▸ Written task: How many of the lines below contain the word "blue"? Reply with the number alone.

--- Extracted records ---

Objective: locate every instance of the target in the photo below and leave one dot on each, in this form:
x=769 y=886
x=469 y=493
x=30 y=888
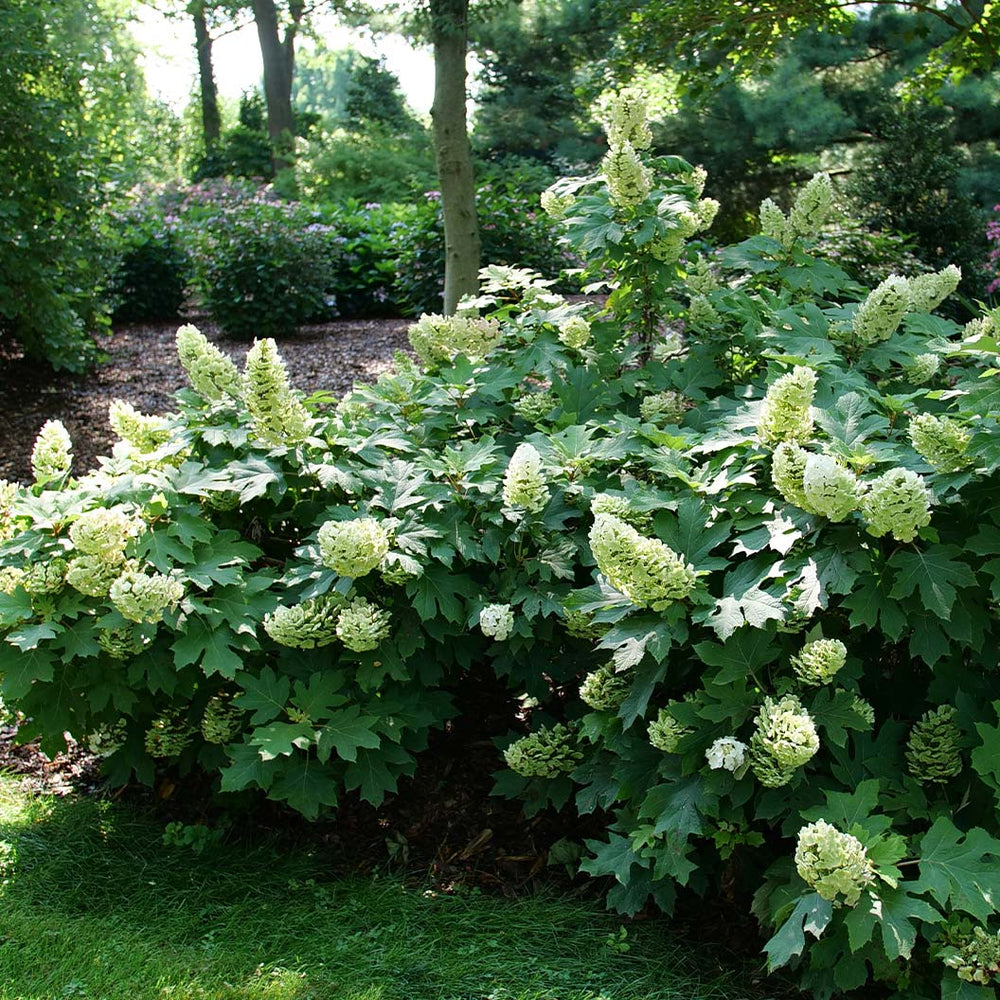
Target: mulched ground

---
--- Extracted records ---

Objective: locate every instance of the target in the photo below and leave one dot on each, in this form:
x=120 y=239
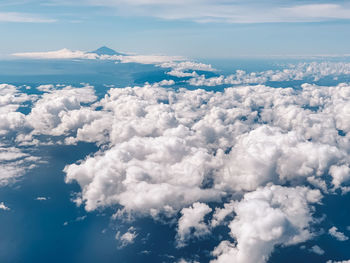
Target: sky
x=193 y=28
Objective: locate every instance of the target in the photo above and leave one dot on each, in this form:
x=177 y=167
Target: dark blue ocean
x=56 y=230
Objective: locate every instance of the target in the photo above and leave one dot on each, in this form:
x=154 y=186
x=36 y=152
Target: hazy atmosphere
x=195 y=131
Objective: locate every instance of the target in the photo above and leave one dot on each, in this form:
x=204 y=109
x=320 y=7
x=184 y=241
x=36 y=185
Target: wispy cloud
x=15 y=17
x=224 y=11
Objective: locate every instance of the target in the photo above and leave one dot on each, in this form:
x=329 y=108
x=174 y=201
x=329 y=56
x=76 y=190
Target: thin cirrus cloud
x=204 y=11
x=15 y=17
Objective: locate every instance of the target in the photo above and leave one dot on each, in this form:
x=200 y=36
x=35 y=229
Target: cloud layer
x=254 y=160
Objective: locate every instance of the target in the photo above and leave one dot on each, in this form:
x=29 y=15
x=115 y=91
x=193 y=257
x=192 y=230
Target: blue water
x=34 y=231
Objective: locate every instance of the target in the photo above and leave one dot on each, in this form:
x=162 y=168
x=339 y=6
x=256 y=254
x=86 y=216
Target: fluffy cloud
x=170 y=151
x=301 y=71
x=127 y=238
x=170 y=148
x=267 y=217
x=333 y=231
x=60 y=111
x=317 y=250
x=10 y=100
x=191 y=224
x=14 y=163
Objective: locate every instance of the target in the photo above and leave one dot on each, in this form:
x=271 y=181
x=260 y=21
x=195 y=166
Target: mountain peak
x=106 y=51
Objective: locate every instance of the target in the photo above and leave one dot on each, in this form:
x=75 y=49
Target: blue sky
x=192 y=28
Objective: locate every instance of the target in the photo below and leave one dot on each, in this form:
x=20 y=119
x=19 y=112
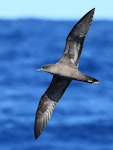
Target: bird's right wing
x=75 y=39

---

▸ Expected output: 3